═════ DATA
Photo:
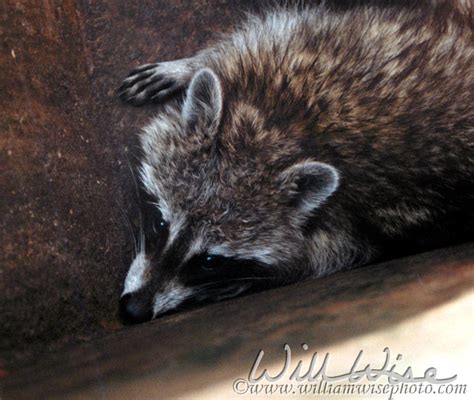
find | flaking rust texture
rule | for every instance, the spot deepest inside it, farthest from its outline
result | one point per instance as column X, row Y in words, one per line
column 65, row 148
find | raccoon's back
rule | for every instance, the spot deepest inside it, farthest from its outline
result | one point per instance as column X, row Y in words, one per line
column 384, row 95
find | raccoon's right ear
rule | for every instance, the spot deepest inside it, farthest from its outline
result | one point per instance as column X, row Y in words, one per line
column 203, row 104
column 308, row 184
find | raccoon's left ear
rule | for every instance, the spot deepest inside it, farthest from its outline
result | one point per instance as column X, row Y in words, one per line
column 308, row 184
column 203, row 103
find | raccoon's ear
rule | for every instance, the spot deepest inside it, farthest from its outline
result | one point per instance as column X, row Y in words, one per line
column 203, row 103
column 308, row 184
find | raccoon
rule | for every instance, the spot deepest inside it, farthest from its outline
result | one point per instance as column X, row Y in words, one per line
column 308, row 141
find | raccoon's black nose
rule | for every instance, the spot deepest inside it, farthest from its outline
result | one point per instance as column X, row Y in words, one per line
column 133, row 310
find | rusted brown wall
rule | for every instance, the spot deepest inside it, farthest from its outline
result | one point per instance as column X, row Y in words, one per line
column 65, row 145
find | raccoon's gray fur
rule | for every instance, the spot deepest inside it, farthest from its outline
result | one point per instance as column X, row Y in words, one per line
column 308, row 141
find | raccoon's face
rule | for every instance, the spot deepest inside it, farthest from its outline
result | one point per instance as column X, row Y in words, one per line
column 225, row 206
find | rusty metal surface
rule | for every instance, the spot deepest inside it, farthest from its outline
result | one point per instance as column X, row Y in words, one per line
column 65, row 185
column 174, row 356
column 65, row 145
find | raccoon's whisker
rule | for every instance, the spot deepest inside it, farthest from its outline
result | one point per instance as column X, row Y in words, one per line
column 134, row 178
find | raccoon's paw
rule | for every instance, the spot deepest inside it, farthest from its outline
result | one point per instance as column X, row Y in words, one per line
column 154, row 82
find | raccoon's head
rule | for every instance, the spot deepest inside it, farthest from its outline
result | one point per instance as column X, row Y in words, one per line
column 227, row 201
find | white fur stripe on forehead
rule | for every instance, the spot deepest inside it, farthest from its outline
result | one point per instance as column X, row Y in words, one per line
column 138, row 275
column 170, row 297
column 176, row 220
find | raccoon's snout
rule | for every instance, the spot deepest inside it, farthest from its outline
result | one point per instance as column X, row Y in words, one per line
column 133, row 310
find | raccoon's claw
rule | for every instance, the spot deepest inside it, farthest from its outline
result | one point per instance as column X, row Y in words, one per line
column 152, row 83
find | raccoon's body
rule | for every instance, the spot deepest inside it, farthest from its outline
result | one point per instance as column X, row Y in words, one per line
column 306, row 142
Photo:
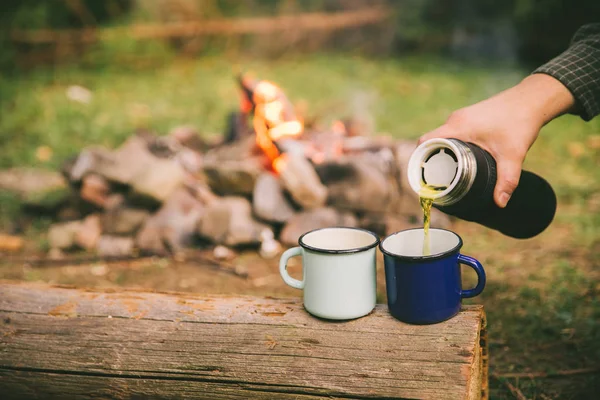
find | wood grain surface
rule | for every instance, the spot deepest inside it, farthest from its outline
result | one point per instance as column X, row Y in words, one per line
column 58, row 342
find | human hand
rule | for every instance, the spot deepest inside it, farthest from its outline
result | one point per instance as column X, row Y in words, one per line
column 507, row 124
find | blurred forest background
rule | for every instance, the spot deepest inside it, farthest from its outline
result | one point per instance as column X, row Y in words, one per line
column 410, row 63
column 525, row 31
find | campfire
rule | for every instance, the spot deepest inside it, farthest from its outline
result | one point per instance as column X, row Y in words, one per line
column 272, row 177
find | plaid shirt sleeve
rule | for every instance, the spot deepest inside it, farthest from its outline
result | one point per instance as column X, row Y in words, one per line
column 578, row 68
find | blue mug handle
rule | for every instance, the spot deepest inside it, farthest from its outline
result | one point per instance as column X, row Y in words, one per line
column 476, row 265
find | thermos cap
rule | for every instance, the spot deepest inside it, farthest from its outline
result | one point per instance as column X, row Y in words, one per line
column 441, row 162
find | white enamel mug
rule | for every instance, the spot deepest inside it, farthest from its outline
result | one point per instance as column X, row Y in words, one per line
column 339, row 272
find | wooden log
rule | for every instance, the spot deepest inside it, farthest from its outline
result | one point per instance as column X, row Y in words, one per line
column 236, row 26
column 58, row 342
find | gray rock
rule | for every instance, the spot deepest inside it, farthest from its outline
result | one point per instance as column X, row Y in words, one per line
column 229, row 222
column 233, row 177
column 62, row 235
column 95, row 189
column 269, row 201
column 123, row 220
column 115, row 246
column 314, row 219
column 159, row 180
column 173, row 227
column 356, row 185
column 299, row 178
column 131, row 164
column 88, row 232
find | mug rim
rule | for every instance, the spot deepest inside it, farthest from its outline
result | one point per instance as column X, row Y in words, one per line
column 340, row 251
column 432, row 257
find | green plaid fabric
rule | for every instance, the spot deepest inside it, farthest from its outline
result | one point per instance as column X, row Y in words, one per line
column 578, row 68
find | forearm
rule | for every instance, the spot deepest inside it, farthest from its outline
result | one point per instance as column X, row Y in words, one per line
column 578, row 69
column 543, row 97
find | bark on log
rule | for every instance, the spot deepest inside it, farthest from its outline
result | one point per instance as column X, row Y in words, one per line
column 58, row 342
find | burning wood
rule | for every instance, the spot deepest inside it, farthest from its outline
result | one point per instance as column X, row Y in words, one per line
column 269, row 185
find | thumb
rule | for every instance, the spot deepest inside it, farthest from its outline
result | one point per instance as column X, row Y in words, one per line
column 444, row 131
column 509, row 172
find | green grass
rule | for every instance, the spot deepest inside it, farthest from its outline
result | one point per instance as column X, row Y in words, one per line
column 542, row 296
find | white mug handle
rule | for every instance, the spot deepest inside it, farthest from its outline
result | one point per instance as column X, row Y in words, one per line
column 295, row 283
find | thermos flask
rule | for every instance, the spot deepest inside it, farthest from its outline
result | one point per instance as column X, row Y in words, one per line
column 465, row 176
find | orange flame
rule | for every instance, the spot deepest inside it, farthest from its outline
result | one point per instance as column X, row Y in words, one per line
column 274, row 119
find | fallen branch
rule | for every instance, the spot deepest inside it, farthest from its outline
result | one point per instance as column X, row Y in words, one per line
column 540, row 374
column 237, row 26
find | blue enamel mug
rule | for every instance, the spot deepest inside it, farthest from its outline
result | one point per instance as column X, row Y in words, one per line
column 426, row 289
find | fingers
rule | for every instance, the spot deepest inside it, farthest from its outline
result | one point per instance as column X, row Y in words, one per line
column 509, row 172
column 444, row 131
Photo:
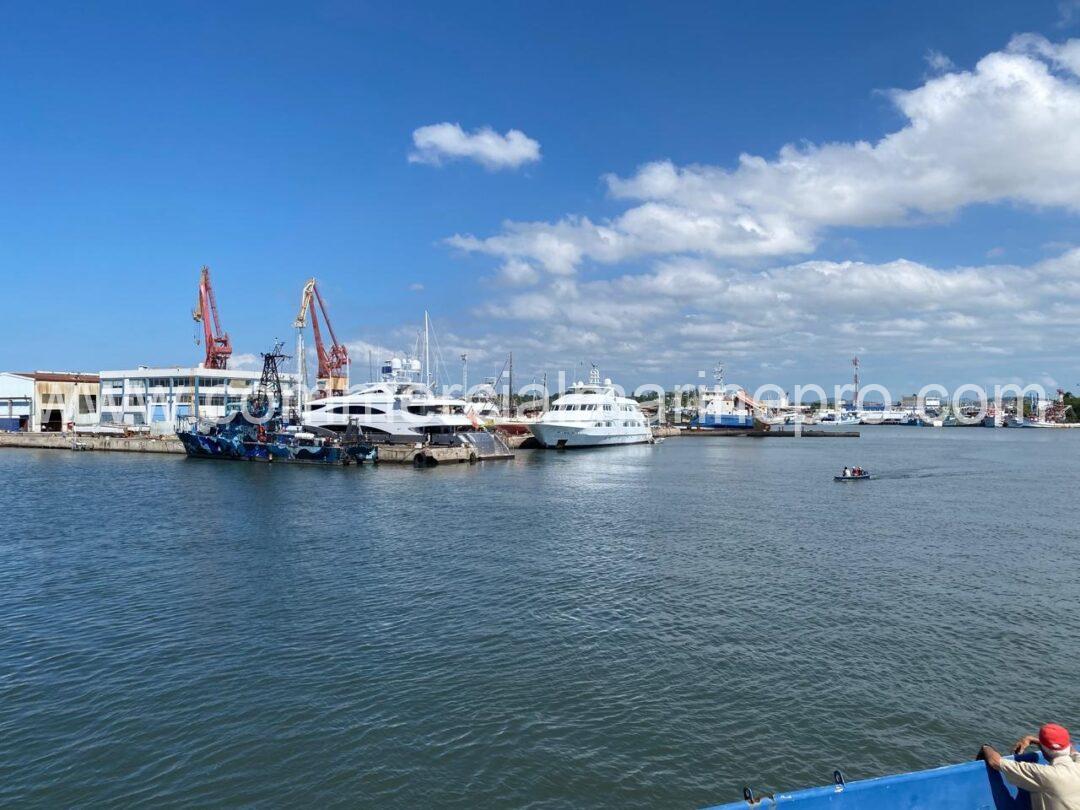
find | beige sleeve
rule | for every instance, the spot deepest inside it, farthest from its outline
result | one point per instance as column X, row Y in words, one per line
column 1029, row 775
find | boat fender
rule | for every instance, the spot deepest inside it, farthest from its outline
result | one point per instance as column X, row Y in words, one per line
column 751, row 799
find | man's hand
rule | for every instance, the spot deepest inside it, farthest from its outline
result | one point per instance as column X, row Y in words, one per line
column 1024, row 742
column 993, row 757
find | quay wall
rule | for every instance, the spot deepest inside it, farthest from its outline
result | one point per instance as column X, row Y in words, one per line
column 64, row 441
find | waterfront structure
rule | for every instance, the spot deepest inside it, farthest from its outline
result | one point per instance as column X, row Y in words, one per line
column 154, row 397
column 48, row 401
column 592, row 415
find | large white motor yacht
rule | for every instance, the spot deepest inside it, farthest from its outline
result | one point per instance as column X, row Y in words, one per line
column 591, row 415
column 399, row 407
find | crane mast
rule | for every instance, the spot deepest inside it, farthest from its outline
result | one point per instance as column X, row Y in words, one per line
column 333, row 375
column 218, row 347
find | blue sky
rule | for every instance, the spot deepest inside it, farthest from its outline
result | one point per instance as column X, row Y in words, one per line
column 271, row 142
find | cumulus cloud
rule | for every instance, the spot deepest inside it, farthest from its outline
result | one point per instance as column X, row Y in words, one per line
column 939, row 62
column 1007, row 131
column 245, row 362
column 445, row 142
column 690, row 309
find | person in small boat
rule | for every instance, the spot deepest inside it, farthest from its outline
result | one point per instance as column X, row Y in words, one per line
column 1052, row 786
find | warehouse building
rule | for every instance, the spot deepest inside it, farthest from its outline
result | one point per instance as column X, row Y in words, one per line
column 153, row 399
column 48, row 401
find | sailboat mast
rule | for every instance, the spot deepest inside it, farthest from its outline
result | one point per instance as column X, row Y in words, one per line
column 427, row 353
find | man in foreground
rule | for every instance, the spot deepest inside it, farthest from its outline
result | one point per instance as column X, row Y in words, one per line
column 1053, row 786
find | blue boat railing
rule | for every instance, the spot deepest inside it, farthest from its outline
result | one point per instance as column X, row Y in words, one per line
column 966, row 786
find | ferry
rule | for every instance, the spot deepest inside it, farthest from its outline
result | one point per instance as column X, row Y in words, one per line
column 837, row 417
column 592, row 415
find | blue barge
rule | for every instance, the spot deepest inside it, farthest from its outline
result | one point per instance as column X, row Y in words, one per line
column 966, row 786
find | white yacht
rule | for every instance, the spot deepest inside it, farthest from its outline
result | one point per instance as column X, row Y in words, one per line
column 482, row 402
column 592, row 415
column 399, row 407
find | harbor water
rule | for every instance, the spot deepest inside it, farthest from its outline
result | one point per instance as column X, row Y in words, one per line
column 642, row 626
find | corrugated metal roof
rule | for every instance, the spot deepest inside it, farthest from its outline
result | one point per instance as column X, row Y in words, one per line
column 59, row 376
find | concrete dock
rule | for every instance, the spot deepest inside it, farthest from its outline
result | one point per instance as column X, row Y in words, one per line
column 401, row 454
column 119, row 443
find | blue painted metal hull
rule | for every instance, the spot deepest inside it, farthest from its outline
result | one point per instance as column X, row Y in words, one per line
column 242, row 442
column 966, row 786
column 724, row 421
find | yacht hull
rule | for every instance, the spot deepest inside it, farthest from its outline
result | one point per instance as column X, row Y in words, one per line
column 724, row 421
column 578, row 435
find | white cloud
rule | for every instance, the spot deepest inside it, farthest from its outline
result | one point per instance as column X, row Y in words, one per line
column 939, row 62
column 1007, row 131
column 686, row 310
column 445, row 142
column 245, row 362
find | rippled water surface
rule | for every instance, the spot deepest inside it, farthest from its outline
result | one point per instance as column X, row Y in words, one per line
column 648, row 626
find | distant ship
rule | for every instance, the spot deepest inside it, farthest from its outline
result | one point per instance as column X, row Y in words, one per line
column 721, row 409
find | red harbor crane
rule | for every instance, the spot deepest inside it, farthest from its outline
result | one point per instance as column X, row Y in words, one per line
column 218, row 347
column 333, row 376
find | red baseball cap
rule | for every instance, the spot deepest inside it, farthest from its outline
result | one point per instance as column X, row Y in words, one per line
column 1053, row 737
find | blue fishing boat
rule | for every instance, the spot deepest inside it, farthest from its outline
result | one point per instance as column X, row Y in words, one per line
column 723, row 409
column 966, row 786
column 259, row 431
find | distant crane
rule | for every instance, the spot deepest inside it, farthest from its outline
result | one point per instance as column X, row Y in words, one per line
column 332, row 378
column 218, row 347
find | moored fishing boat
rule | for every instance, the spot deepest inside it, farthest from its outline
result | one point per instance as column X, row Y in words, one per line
column 724, row 409
column 964, row 786
column 259, row 432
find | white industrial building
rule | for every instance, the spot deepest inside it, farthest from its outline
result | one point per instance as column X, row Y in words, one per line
column 48, row 401
column 153, row 399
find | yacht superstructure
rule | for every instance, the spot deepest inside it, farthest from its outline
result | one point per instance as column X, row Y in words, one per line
column 592, row 415
column 400, row 406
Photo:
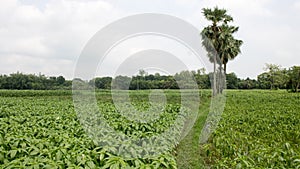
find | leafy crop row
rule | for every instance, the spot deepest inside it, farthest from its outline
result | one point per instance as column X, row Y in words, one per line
column 259, row 129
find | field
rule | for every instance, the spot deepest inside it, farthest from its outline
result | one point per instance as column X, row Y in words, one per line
column 258, row 129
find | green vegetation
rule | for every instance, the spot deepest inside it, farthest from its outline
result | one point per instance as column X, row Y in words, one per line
column 275, row 77
column 40, row 129
column 259, row 129
column 219, row 42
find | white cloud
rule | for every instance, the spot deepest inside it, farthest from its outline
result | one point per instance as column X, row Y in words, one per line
column 48, row 38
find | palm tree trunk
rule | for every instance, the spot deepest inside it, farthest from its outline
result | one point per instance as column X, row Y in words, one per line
column 215, row 80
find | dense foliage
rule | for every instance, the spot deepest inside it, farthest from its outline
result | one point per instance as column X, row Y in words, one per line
column 42, row 130
column 259, row 129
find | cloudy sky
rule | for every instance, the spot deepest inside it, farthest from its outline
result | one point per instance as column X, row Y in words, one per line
column 48, row 36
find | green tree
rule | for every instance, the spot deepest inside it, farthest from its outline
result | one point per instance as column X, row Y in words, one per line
column 219, row 42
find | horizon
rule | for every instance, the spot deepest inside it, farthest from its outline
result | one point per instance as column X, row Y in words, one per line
column 47, row 37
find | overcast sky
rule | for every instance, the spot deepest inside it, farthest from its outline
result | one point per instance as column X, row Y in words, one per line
column 48, row 36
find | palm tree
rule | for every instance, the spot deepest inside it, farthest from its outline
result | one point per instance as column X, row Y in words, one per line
column 210, row 36
column 219, row 42
column 230, row 46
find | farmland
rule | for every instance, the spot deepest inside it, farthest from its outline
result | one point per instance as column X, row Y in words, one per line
column 258, row 129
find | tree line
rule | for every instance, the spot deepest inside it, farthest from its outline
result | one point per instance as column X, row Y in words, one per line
column 274, row 77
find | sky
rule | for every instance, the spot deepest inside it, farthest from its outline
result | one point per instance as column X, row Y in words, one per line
column 48, row 36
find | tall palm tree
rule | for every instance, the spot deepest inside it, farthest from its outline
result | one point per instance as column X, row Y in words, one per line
column 219, row 41
column 211, row 34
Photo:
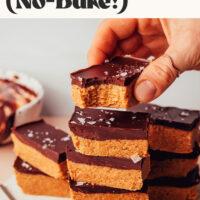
══════════
Locate every line in the records above that contains the word "tree" and copy each one out. Case counts.

find | palm tree trunk
find | green tree
find | palm tree
find | tree line
find | tall palm tree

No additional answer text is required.